#### Excerpt to read
As 1998 began, occupancy rates were rising, money for construction was abundant, and with new players from Wall Street pumping capital into real estate investment trusts and commercial mortgage-backed securities, optimism abounded.

"Eight years ago we were saying it doesn't get much worse than this," said Tony Pierson, head of research at Cigna Investment Management. "Now we're saying that it doesn't get much better."

Indeed, extraordinary employment growth is fueling demand for property, commercial mortgage loan delinquency rates are below 2%, and interest rates are at historical lows.

But some fear the new money could worsen the inevitable next downturn in property values.

"There's unlimited liquidity, and it's being created as long as people are paying," said a former real estate banker who now trades loans in the secondary market. "It's a feeding frenzy, and these Wall Street bankers believe their own hype."

He said lending standards are eroding dangerously and that many loans have no guarantee from the developer or investors. "There are bridge loans to nowhere, and recourse is going out the window."

As memories fade of the early 1990s nightmare years, when banks had to slog through $400 billion of bad real estate debt, banks' lending machines are in gear again.

And despite talk that securitization has changed things, not all of the risk is being passed along to investors. The industry had $86.1 billion of construction and land development loans on its books as of Sept. 30, 1997, according to the Federal Deposit Insurance Corp., up from $76.4 billion at the same date in 1996 and only $68.7 billion the year before. Construction loans held by banks peaked at $136 billion in 1989.

There is no doubt that the development of a capital market-where commercialmortgage-backed securities and real estate investment trust stock are actively traded-has changed the lending business.

The commercial mortgage-backed securities market took shape in the early '90s when the Resolution Trust Corp. started issuing mortgage-backed bonds collateralized by commercial real estate loans from defunct savings and loans.
########
#### Recorded information
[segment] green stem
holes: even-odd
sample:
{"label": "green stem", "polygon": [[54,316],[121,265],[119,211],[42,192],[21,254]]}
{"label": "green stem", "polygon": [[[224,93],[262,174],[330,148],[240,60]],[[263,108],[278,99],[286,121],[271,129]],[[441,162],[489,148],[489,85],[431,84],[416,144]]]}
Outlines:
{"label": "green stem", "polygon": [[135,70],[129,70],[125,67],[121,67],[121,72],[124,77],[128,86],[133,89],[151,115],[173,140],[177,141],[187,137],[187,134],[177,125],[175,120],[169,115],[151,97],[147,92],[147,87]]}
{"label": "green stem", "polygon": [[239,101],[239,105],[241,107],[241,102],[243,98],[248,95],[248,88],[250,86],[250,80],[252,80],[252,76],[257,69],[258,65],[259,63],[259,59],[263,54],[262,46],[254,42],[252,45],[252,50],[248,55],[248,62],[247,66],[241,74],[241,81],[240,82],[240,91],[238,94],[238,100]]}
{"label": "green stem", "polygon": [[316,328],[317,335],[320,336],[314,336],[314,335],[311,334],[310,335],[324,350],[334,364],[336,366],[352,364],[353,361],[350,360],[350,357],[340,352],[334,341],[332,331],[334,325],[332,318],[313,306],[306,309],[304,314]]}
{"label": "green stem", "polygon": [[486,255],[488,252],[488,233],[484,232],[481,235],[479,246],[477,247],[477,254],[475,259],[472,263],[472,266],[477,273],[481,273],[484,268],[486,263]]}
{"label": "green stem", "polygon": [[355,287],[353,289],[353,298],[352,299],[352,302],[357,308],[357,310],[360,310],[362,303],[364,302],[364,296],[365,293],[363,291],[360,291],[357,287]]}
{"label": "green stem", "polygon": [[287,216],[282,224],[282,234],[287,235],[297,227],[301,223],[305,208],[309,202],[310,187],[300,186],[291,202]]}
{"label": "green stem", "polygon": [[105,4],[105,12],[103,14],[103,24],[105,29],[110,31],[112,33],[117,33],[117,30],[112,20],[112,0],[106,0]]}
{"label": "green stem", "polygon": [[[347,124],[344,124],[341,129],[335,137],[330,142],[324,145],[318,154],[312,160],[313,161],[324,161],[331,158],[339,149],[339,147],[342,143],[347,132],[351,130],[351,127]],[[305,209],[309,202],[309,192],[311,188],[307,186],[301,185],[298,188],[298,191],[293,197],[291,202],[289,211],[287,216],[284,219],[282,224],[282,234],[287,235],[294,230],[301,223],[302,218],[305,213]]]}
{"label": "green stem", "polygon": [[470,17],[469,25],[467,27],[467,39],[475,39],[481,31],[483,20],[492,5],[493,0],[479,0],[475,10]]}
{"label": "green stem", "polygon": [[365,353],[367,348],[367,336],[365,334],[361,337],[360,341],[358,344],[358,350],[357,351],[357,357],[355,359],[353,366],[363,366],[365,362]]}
########
Tasks and exercises:
a: Give every dollar amount that appears in the commercial real estate lending article.
b: Carry on the article about commercial real estate lending from the point where it stops.

Solved tasks:
a:
$400 billion
$86.1 billion
$76.4 billion
$68.7 billion
$136 billion

b:
Securitization lets lenders-including insurance companies, banks, investment banks, and conduits-move the risk of their loans off their books.

Lenders assemble mortgages and other loans into a pool and issue bond- like securities. The rating agencies assess cash flow, the value of collateral, and the structure of the security, then assign ratings to the various tranches of the pool according to the risk of the properties underlying them.

Thus the risk of real estate losses can be passed to investors with an appetite for higher returns-including investors in traditional stocks and bonds, as well as in commercial mortgage REITs. Investment-grade ratings on the rest of the tranches offer a sense of security to other real estate investors.

Though only 15% of the nation's $1.1 trillion in commercial and multifamily real estate assets have been securitized-or transferred from private to public hands-that share is growing fast.

Issuance of commercial mortgage-backed securities rose to $44.1 billion in 1997, from $4.8 billion in 1990, according to Commercial Mortgage Alert, an industry newsletter. Commercial mortgage-backed securities' market capitalization at the end of 1997 was $133 billion, according to Morgan Stanley CMBS Research.

Today, Wall Street firms and the larger commercial banks routinely originate loans for conduits-subsidiaries that arrange loans and sell them into trusts that finance themselves in the capital markets. Conduits have replaced savings and loans as the main originators of loans from $1 million to $25 million.

With interest rates at historical lows and more conduits coming into the market, bankers predict more than $50 billion of commercial mortgage-backed issuance in 1998, with about $20 billion expected in the first quarter.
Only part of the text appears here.